Reading text Start Marker

Only two days after getting back to Vermont from Jordan, I left again to go to a conference in Philadelphia called Adventures of the Mind. In retrospect, it wasn't a good idea to leave again so soon; I don't have enough time at home as it is and I think since I was missing Burlington I couldn't enjoy Adventures quite as much. Aside from that, though, it was a good experience, and I definitely learned a lot!
I found out about Adventures of the Mind when my guidance counselor got an email from them in May. I was invited to spend a week at Rosemont College just outside Philadelphia, with about 130 other students, learning from around 50 mentors who are successful in many varying disciplines. In essence, it was an opportunity to enjoy many small, personalized TED talks, then spend time with the mentors and learn even more. There were also other activities, including evening game nights (poker, chess, and cards), a tour of UPenn, and a visit to the Constitution Center. The camp is of course very expensive to put on, but all of the “scholars” are sponsored by various organizations and foundations, so that more teenagers can have the opportunity to come.
Unfortunately, it wasn't quite as well-run as the impeccable NSLI-Y trip, and it sometimes felt like we were trying to cram too many activities into the time we had. The schedule we were provided with also wasn't accurate, so sometimes it was difficult to figure out when talks were happening – I missed one on dolphin psychology that I was really looking forward to because it didn't happen when it was scheduled! But that and the homesickness were really the only downsides, and all in all it was definitely worthwhile.

Reading text End Marker
Data under study Start Marker

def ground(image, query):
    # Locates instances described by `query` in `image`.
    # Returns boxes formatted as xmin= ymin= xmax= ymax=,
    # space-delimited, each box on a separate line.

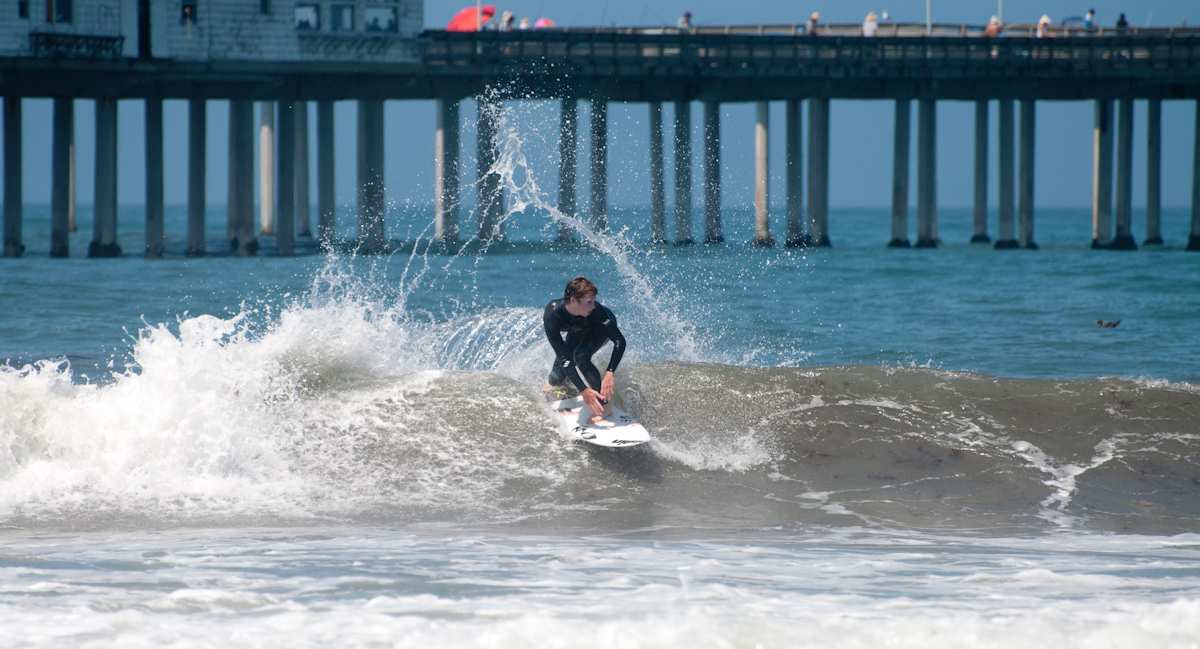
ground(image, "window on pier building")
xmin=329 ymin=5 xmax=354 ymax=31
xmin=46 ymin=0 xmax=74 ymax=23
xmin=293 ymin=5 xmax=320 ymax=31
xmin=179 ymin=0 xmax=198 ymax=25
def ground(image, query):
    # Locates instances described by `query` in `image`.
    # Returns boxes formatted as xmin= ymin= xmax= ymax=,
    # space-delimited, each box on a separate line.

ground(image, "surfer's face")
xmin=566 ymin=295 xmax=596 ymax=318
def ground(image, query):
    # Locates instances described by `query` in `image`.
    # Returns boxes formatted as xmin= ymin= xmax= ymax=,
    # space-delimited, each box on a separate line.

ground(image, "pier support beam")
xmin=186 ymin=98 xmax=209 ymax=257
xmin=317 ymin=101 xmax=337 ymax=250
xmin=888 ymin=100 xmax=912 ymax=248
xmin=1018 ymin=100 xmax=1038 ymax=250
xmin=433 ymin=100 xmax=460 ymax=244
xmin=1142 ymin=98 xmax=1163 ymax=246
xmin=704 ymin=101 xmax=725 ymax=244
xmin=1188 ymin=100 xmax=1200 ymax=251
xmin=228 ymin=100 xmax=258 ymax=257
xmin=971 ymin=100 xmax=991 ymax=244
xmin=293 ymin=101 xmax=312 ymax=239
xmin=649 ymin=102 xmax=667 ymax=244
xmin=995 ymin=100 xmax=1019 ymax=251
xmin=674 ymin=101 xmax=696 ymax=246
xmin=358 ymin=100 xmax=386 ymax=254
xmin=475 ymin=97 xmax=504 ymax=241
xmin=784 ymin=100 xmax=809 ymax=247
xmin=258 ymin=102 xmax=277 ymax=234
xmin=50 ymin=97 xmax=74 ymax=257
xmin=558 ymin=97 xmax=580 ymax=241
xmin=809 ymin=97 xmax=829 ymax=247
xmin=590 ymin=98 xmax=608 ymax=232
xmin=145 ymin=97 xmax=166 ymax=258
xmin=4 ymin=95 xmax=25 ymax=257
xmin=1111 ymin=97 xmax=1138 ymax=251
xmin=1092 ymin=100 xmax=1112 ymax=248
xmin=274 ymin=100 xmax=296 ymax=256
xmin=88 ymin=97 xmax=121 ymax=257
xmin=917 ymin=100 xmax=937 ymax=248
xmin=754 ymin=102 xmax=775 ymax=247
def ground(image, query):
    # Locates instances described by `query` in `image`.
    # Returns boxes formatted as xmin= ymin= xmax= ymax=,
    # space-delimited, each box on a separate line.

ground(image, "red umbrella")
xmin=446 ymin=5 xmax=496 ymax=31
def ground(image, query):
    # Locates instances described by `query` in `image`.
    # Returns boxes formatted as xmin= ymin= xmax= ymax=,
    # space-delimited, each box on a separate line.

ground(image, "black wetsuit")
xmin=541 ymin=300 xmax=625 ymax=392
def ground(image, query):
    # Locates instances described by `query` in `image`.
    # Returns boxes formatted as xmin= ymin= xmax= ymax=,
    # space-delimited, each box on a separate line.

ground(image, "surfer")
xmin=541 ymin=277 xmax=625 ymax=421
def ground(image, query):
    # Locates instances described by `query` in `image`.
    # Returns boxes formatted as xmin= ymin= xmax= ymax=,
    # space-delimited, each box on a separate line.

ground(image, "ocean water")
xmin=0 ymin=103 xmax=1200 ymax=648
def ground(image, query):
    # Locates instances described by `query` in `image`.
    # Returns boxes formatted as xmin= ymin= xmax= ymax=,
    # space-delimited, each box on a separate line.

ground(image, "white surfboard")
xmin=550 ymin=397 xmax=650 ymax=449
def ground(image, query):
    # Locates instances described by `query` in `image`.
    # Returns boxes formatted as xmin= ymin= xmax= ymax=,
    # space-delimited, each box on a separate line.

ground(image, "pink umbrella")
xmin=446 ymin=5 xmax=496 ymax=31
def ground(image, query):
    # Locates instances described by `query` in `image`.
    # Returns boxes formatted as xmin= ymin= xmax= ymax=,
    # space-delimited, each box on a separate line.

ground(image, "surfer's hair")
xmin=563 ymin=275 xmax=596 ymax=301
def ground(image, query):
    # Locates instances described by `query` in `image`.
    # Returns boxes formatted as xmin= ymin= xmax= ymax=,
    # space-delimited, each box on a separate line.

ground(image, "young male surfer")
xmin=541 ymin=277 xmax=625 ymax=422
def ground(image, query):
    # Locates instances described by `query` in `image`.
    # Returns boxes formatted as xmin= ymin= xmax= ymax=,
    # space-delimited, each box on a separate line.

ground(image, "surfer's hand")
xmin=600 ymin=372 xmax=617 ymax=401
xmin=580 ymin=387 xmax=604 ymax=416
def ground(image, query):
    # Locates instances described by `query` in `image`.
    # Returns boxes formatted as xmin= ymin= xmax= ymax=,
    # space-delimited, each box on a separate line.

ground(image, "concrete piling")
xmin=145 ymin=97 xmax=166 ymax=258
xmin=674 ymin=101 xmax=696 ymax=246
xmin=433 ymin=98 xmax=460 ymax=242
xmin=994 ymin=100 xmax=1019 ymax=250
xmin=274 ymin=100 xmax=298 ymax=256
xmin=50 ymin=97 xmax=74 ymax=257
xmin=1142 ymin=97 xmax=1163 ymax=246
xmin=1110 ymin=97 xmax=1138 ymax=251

Data under study End Marker

> _Problems and tasks_:
a. Rewrite the part of the Adventures of the Mind text from "Only two days" up to and including "learned a lot!", replacing "Philadelphia" with "Boston".
b. According to the Adventures of the Mind text, why did the writer miss the talk on dolphin psychology?
This data was drawn from a separate source.

> _Responses by task_:
a.
Only two days after getting back to Vermont from Jordan, I left again to go to a conference in Boston called Adventures of the Mind. In retrospect, it wasn't a good idea to leave again so soon; I don't have enough time at home as it is and I think since I was missing Burlington I couldn't enjoy Adventures quite as much. Aside from that, though, it was a good experience, and I definitely learned a lot!

b. The writer missed it because the schedule was inaccurate, and the talk didn't happen at the time it was scheduled.